Each line from the one that contains "Roadside-survey request: point out the flower" to the end of the material must be quoted exactly; include both end lines and nothing else.

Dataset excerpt
+++

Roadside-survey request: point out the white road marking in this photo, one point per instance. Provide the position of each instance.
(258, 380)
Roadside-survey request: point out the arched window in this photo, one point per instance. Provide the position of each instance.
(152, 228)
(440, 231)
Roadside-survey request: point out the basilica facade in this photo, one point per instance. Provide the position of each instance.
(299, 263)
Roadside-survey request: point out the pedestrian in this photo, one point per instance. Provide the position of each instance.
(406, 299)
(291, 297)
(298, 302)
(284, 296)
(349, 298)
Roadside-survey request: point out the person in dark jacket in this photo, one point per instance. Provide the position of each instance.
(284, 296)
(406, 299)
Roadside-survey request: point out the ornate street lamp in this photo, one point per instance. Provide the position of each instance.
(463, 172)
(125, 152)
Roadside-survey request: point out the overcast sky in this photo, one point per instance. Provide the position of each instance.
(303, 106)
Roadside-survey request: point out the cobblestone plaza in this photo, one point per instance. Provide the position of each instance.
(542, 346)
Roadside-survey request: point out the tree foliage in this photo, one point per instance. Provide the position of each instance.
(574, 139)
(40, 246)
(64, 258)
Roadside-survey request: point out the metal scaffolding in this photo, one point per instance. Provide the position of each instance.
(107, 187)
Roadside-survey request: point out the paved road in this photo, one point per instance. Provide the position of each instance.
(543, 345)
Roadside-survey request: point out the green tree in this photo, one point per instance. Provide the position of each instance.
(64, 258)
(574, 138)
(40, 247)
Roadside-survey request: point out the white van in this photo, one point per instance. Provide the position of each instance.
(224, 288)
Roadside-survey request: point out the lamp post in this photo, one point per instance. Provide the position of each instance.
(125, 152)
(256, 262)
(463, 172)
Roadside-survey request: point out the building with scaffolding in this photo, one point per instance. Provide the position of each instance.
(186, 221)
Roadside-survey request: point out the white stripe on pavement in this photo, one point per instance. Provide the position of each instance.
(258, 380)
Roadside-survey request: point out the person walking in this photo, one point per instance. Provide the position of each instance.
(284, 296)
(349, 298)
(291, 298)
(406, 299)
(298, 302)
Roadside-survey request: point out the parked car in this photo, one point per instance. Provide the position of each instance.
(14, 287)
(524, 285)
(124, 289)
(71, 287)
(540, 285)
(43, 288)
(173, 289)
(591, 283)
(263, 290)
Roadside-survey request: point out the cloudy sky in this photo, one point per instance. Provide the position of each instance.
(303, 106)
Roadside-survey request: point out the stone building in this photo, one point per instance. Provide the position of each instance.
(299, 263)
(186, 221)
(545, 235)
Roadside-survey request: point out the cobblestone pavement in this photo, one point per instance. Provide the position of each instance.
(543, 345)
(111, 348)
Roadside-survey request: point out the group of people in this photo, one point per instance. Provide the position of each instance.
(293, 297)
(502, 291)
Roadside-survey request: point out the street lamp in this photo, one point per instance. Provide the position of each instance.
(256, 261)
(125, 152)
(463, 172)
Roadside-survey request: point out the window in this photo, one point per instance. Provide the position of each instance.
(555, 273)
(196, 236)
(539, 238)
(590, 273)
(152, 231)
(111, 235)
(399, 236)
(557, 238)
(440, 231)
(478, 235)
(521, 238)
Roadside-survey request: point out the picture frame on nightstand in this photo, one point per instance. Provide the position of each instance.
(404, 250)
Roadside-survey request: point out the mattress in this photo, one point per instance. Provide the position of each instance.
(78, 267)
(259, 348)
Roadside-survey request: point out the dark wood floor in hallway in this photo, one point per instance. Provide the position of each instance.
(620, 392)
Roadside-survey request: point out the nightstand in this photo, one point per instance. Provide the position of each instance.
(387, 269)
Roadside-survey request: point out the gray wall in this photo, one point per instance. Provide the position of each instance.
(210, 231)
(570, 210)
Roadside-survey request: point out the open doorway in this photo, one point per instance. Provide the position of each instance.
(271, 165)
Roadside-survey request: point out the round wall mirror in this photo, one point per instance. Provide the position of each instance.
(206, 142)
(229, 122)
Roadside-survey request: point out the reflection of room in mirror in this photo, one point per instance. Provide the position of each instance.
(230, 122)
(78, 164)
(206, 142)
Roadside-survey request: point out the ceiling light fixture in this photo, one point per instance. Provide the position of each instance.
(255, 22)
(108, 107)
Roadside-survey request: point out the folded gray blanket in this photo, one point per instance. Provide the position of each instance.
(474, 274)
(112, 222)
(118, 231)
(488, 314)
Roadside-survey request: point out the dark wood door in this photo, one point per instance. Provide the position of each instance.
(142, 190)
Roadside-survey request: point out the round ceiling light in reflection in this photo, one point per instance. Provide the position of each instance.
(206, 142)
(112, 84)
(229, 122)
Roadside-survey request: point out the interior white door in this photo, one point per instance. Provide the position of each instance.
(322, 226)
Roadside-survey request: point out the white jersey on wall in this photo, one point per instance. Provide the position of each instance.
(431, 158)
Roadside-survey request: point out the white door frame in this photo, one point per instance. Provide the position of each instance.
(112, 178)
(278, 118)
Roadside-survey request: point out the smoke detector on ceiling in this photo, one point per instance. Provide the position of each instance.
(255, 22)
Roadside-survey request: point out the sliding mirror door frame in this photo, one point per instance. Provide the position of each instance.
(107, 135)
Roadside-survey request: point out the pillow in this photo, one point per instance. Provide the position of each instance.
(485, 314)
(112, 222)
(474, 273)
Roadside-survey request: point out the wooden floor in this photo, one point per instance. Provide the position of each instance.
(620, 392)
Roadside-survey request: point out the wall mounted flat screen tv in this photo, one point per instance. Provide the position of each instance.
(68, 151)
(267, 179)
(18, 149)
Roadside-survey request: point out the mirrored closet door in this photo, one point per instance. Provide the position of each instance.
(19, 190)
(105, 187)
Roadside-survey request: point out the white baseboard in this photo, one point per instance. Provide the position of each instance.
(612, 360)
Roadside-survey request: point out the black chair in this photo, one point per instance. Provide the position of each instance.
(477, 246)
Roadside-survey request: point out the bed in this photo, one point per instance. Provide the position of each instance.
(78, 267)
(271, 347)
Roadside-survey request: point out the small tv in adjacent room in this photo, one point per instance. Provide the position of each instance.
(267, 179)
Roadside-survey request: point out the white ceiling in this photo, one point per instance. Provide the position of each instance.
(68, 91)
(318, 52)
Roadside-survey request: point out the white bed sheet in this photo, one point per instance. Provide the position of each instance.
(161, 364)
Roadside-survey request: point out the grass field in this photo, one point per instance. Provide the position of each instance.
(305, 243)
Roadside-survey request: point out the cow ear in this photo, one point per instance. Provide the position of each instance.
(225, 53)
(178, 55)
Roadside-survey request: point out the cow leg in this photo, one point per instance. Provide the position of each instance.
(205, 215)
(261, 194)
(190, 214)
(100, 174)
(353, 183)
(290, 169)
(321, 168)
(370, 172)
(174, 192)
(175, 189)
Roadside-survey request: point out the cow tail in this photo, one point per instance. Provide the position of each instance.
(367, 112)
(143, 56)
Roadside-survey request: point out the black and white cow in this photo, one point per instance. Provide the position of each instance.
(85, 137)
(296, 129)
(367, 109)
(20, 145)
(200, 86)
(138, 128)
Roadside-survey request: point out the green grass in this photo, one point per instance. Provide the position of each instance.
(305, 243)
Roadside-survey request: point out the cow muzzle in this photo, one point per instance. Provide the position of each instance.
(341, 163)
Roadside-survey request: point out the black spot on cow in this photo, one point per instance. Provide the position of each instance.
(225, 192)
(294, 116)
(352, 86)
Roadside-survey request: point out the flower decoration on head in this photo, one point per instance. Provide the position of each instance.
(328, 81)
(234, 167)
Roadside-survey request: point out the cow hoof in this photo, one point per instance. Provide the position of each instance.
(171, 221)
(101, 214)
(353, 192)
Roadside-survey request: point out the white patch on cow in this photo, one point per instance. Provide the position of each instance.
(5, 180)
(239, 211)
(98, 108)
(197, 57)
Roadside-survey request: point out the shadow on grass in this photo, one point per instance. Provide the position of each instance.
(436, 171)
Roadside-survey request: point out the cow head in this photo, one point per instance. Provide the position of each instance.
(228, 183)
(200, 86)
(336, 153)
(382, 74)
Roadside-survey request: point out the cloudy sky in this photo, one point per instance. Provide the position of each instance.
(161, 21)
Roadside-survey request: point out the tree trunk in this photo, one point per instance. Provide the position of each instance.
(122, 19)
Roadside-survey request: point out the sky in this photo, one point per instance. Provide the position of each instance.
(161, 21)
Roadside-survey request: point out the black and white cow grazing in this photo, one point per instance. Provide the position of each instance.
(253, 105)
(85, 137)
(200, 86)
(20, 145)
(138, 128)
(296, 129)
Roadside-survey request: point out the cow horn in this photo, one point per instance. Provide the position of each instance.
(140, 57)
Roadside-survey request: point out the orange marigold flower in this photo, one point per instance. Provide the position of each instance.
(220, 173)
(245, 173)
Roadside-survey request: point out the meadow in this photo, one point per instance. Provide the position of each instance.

+++

PROBLEM SOLUTION |
Roadside-survey request: point out the flower decoration on head in this photo, one point per instance. Provide the position of each instance.
(328, 81)
(234, 167)
Roadside-survey request: point out the cow hoof in this photo, one point per instance. Provide the position of each instance.
(171, 221)
(101, 214)
(353, 192)
Roadside-survey request: point out the white patch on cow in this photo, one point per instance. Provide the position of each instance.
(5, 180)
(239, 211)
(98, 108)
(197, 57)
Roadside-survey request: point out the shadow on grass in this photo, one point per instance. Provide the position of each instance.
(436, 171)
Roadside-survey request: point out the cow head in this photo, one point per instance. Provide the position of each instance.
(228, 183)
(200, 86)
(336, 153)
(382, 74)
Roadside-survey request: point out the cloudy sky in this photo, one point per instance. Provide the position of each instance.
(161, 21)
Roadside-survey request: point out the tree trunk in this photo, one point per instance. Provide the position of each instance.
(122, 19)
Roadside-survey request: point out the sky in this photo, one point per instance. Provide the position of each instance.
(161, 21)
Roadside-survey request: point out the black and white cow grazing in this photo, one point per instance. Provide the position of each instance.
(253, 105)
(85, 137)
(200, 86)
(20, 145)
(138, 128)
(296, 129)
Roadside-survey request: point out the cow horn in this photo, one point per instance. Provide the position of each instance.
(140, 57)
Roadside-survey request: point out the orange marigold flower in this photo, one point per instance. Provide the position of each instance.
(220, 173)
(245, 173)
Roadside-survey request: point out the meadow in this photo, one point per instance. Provide the position of each instance.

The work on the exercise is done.